┌──

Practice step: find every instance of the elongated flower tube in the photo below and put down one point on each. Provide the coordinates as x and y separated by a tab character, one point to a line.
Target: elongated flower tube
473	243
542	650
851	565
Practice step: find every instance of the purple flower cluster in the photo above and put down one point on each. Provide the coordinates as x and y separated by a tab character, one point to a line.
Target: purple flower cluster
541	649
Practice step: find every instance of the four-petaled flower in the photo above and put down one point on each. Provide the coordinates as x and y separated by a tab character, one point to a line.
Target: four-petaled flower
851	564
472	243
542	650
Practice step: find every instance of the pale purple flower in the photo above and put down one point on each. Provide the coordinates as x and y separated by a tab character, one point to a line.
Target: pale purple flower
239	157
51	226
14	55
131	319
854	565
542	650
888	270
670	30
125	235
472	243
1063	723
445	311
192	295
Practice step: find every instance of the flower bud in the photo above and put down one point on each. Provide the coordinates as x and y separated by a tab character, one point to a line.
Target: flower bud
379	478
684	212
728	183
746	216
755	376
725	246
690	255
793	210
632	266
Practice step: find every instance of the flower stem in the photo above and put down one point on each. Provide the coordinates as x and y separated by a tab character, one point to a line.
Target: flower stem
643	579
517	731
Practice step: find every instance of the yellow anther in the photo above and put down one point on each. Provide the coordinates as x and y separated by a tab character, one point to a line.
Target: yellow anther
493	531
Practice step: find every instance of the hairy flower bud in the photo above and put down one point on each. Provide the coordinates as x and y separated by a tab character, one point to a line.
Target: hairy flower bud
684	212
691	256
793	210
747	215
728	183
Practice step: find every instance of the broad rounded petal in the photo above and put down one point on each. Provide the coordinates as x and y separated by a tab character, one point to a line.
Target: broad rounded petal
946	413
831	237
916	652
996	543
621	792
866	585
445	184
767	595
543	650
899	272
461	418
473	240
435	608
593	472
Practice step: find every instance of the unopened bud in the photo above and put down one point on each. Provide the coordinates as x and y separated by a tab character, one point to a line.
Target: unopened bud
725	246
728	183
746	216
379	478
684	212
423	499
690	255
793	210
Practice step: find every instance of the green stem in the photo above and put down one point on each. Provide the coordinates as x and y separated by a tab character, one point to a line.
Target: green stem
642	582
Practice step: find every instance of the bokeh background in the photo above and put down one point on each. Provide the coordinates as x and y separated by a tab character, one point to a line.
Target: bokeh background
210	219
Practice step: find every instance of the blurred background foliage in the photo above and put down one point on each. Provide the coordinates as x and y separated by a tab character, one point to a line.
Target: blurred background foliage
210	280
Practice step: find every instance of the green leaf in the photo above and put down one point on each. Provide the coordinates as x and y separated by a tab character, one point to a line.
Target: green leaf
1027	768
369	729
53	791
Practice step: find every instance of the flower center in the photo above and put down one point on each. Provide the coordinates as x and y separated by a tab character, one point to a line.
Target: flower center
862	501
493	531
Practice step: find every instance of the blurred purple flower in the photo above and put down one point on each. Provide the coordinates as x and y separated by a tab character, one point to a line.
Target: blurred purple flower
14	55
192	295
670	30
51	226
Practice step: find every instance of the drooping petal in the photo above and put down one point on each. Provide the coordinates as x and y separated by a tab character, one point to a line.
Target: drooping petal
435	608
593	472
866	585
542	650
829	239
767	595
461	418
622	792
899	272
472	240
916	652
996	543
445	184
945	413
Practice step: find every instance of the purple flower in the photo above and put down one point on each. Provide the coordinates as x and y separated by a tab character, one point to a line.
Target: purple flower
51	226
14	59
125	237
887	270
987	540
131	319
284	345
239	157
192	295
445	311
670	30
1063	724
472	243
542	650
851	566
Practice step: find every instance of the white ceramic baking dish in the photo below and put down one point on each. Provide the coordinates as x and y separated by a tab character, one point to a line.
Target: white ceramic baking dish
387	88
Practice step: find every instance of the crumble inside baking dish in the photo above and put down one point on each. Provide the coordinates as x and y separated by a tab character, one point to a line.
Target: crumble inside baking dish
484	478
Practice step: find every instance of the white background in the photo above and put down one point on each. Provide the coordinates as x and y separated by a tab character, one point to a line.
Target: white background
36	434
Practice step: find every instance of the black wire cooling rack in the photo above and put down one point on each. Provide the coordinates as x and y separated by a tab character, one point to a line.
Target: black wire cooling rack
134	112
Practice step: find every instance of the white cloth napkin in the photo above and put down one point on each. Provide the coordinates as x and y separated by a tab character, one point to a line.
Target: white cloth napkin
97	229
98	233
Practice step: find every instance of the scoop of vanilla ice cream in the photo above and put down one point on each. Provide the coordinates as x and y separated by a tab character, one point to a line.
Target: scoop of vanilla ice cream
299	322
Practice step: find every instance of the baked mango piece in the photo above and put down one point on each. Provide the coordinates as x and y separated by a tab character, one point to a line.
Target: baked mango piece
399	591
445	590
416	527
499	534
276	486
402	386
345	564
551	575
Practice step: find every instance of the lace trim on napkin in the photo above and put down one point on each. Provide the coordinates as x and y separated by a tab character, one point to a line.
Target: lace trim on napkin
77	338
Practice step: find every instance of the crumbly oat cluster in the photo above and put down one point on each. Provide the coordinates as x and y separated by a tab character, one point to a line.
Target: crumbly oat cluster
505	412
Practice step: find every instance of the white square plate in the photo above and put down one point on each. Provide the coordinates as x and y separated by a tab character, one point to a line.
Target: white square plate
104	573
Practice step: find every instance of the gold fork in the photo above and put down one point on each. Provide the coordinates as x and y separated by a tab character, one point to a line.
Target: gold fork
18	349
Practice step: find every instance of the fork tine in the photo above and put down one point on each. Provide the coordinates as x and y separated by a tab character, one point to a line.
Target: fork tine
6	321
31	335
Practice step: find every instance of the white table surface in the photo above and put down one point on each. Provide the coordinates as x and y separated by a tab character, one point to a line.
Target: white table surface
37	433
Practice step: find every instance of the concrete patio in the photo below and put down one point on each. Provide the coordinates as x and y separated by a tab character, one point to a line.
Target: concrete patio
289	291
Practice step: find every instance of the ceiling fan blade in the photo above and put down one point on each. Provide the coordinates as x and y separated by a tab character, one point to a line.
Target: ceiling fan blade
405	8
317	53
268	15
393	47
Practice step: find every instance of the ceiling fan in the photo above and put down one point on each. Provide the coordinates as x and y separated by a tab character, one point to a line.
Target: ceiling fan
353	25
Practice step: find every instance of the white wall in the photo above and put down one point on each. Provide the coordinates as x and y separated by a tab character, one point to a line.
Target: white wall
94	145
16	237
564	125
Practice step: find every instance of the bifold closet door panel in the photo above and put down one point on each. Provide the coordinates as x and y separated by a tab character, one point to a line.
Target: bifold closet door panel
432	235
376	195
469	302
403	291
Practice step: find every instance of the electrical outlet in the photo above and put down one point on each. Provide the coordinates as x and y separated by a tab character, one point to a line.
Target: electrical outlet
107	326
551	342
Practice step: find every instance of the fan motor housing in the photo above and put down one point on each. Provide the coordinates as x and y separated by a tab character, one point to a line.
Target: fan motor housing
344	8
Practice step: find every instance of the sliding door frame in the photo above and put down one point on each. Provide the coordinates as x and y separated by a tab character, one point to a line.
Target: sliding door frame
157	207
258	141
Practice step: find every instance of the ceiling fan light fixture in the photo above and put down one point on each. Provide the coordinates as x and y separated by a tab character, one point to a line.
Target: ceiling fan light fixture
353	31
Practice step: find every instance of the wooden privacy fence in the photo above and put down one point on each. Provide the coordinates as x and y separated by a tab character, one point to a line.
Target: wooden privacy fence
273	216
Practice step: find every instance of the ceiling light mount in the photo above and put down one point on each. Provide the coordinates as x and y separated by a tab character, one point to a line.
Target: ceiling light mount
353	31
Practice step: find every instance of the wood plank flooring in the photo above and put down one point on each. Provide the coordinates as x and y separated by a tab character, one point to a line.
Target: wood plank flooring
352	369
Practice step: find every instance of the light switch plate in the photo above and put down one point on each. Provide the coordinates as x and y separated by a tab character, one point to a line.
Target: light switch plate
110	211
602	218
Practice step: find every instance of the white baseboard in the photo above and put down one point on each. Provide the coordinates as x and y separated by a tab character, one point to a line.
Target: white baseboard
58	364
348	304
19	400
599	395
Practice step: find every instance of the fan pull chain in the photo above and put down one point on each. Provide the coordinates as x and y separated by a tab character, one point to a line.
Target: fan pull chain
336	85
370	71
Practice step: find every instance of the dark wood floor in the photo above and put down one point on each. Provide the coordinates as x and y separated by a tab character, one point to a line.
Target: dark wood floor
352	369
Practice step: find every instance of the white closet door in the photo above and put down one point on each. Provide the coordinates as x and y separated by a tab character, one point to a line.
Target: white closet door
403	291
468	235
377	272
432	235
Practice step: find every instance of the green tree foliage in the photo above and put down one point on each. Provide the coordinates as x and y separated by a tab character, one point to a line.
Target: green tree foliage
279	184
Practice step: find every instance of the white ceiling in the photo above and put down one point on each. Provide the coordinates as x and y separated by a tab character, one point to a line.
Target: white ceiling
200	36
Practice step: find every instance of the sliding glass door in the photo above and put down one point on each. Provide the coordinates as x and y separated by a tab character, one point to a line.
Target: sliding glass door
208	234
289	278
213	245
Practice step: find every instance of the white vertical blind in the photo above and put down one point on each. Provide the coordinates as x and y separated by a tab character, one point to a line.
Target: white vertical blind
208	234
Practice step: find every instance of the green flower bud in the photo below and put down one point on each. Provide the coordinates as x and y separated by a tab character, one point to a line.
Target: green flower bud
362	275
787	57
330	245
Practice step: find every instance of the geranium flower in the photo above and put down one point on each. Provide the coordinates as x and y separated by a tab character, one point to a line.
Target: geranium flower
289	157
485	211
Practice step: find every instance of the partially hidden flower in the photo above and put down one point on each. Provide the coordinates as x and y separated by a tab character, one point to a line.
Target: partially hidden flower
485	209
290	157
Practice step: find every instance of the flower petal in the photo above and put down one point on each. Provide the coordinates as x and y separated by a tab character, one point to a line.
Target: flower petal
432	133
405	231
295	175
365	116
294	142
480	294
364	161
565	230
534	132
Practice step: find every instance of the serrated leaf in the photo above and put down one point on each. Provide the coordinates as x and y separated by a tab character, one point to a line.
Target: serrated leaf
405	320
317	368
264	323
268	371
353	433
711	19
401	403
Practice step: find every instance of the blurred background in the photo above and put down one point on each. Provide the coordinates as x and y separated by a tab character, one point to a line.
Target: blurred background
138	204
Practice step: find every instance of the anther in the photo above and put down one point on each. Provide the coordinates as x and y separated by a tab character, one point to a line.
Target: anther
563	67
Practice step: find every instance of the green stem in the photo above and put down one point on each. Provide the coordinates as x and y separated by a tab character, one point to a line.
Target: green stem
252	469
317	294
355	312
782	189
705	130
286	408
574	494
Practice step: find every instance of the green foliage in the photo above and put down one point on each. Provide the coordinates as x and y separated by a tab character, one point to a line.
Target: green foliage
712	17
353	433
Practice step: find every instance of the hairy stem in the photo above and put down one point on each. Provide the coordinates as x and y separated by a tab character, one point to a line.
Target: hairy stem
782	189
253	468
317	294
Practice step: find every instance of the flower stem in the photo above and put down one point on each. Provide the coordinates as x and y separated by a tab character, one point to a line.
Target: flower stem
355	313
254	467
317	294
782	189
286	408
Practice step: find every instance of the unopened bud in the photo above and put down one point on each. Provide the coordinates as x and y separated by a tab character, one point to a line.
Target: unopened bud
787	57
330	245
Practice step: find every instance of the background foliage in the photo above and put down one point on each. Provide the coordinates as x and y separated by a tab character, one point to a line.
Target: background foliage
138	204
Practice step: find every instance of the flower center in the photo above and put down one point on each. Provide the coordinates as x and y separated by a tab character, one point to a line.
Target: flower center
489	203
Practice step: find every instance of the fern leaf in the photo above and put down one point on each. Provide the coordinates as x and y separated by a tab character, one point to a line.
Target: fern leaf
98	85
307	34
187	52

└──

-- Task directions --
Your answer should be every line from the material above in which the word "below" appears.

-- Result of the task --
Practice step: find every instance of the elongated flower tube in the photo below and put down one point on each. Provide the coordinates as x and y separated by a tab character, one point to a line.
Practice step: find every instance of the white ceramic baking dish in the photo below and put down one point on each. Provide the coordinates as x and y separated by a tab character, one point to a line.
Practice step: find every instance of the concrete patio in the photo below and put down one point on each. Provide the coordinates as x and y separated by a tab character, one point to a line.
Practice step: find every instance of the green flower bud in the photo below and put down one point on each. Provide the coordinates as x and y separated by a tab character, one point to a line.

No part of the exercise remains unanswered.